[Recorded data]
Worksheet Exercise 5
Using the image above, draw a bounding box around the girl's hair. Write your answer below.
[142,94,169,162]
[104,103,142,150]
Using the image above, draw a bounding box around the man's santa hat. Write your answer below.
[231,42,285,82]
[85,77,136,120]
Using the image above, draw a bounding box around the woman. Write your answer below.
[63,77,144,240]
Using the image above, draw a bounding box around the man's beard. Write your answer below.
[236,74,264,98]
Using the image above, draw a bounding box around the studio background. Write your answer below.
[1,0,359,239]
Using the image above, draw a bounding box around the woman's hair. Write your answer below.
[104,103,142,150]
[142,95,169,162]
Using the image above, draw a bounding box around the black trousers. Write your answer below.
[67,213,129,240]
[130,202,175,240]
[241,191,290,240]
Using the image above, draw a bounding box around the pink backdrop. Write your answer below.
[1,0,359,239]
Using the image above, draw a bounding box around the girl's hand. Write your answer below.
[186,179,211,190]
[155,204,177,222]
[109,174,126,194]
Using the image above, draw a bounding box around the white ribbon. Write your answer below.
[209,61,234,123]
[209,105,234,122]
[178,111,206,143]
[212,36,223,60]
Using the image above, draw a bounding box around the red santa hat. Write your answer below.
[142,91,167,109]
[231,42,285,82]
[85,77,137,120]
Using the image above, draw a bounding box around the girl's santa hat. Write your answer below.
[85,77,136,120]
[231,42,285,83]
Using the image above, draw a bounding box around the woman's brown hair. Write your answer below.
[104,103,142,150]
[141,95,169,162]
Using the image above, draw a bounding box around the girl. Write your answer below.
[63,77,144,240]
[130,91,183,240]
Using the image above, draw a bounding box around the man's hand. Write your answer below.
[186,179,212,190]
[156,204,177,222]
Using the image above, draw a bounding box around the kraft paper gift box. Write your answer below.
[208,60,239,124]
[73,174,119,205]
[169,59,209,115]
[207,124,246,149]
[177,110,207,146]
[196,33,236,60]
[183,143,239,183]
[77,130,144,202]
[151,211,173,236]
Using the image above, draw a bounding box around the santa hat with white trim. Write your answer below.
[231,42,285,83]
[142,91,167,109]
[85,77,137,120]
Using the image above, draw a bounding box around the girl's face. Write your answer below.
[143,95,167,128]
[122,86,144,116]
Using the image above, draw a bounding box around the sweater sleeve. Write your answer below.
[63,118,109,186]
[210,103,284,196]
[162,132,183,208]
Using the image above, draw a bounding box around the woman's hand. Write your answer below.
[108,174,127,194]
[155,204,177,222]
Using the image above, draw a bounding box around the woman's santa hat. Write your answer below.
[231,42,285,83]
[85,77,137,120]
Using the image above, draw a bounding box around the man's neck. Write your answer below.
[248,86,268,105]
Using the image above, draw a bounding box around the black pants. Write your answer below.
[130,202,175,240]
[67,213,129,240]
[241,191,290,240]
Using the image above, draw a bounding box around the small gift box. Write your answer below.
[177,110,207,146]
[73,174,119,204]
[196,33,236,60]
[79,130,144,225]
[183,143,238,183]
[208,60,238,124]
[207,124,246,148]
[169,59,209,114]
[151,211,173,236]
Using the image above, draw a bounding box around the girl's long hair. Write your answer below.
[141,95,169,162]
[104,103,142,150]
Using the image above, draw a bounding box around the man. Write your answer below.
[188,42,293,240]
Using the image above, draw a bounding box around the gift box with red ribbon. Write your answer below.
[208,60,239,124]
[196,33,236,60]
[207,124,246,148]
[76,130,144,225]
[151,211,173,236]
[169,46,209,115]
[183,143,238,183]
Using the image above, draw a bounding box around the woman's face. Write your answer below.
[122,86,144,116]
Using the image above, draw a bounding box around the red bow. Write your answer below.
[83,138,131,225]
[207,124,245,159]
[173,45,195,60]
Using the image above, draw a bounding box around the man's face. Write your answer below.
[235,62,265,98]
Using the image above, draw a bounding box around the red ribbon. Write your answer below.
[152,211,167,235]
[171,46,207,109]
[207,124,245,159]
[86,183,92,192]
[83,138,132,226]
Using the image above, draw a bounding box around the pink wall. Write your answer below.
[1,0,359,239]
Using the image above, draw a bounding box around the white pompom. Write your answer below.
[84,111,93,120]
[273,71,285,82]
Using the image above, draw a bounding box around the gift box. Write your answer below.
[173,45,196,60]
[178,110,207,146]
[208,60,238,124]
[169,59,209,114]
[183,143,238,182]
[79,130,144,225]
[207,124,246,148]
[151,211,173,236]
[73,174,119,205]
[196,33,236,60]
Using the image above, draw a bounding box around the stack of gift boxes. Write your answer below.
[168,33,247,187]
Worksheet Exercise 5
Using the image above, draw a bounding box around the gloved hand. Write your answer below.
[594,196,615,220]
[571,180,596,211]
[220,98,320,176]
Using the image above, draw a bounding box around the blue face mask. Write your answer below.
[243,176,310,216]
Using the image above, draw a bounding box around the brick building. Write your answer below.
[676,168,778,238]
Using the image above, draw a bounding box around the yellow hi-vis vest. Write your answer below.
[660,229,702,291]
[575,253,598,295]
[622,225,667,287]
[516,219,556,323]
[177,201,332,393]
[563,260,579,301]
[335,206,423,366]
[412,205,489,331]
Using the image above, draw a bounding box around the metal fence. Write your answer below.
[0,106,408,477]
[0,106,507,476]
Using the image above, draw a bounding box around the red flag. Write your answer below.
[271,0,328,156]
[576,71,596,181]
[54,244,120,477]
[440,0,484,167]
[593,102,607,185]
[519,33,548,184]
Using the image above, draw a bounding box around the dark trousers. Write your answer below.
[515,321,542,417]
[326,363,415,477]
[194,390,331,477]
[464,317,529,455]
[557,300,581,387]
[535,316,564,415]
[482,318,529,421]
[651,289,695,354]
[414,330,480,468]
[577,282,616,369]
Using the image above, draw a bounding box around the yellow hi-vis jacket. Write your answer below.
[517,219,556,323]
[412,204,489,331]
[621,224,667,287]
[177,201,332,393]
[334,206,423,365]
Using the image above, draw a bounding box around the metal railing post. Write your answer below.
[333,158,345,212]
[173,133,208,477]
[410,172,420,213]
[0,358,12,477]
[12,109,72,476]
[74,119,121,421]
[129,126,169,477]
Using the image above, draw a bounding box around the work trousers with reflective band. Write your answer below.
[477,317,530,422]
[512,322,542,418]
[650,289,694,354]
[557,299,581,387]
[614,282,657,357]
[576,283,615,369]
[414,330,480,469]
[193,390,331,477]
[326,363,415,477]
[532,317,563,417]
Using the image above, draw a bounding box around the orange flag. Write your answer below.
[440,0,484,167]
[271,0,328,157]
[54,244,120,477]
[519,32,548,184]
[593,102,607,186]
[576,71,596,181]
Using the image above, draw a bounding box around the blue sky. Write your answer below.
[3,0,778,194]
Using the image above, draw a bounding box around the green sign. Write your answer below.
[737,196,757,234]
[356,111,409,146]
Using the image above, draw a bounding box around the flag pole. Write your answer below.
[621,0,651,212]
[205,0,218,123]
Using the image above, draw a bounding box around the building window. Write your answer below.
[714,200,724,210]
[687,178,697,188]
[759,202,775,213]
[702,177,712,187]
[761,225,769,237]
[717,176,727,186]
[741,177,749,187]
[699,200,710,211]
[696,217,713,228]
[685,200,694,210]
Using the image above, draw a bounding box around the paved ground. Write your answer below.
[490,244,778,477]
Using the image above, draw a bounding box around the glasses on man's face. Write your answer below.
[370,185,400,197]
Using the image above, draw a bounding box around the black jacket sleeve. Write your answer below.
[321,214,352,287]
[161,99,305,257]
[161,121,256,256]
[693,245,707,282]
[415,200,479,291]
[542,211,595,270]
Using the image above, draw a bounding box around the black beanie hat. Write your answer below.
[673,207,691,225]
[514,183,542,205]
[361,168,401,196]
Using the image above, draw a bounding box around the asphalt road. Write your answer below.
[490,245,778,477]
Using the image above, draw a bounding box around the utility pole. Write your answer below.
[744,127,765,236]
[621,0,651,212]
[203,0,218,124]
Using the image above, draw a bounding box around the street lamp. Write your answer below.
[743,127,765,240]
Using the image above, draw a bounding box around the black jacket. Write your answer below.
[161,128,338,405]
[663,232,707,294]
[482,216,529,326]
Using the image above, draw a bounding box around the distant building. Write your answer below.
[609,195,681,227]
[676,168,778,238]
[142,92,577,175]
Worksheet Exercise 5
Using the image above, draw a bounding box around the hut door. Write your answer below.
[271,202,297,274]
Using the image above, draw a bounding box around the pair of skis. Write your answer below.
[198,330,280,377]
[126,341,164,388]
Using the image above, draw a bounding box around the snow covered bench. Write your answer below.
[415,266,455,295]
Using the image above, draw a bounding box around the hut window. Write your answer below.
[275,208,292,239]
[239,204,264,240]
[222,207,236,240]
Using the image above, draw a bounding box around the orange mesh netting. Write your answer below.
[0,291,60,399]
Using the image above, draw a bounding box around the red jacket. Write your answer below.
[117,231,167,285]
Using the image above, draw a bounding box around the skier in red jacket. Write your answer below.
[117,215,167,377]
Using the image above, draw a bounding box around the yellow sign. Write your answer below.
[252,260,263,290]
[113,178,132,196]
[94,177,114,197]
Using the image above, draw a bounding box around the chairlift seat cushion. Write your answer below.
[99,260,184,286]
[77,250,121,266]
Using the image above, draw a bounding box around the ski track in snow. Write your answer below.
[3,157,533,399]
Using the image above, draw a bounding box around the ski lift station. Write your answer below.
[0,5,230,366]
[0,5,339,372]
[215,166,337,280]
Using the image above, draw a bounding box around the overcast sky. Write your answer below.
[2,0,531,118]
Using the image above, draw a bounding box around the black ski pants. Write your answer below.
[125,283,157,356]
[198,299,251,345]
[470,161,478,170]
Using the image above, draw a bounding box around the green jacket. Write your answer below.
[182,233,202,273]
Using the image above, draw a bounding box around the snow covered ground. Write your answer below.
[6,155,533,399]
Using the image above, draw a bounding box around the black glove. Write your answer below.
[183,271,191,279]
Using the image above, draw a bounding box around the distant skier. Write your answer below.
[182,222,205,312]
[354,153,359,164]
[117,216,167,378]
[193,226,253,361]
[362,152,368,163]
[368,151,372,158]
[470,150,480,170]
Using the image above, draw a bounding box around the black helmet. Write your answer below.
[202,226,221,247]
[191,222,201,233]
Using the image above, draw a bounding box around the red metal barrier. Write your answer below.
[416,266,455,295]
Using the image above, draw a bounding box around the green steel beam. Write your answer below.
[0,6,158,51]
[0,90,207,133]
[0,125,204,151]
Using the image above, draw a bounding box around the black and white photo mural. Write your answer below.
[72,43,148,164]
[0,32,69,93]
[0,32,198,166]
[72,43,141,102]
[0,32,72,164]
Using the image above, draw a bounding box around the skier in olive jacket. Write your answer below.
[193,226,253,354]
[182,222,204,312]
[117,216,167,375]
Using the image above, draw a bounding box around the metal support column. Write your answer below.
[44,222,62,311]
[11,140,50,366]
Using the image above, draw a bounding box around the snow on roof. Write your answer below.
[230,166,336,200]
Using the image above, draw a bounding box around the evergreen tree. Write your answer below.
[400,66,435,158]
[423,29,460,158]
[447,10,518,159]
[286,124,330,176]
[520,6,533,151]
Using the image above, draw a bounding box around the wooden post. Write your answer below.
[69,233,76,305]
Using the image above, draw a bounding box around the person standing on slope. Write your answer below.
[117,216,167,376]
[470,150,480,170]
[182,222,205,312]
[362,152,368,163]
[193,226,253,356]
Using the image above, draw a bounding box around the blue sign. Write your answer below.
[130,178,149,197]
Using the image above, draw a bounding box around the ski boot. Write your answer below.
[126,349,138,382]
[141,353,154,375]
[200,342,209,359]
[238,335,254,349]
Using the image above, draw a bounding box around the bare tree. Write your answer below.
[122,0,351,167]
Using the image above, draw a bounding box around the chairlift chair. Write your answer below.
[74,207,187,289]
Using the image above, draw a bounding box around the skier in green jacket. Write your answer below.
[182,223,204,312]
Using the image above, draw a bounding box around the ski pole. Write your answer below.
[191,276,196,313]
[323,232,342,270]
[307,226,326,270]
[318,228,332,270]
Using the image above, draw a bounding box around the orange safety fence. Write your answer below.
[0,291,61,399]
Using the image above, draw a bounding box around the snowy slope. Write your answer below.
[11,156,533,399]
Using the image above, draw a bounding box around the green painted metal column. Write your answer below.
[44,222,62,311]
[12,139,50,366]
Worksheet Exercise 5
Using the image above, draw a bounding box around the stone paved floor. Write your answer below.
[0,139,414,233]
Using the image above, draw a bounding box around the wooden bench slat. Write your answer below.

• [TASK]:
Looking at the records above, please output exactly the lines that run from the one holding "metal column. Write your answer below." to the final line, and only those.

• [ANSWER BELOW]:
Using the image above, draw a bounding box around the green painted metal column. Write your answer below.
[44,222,62,311]
[12,139,50,366]
Worksheet Exercise 5
Using the image above, draw a bounding box around the stone paved floor. Write your answer below.
[0,139,414,233]
Using the image above, draw a bounding box around the wooden bench slat. Write your answer below.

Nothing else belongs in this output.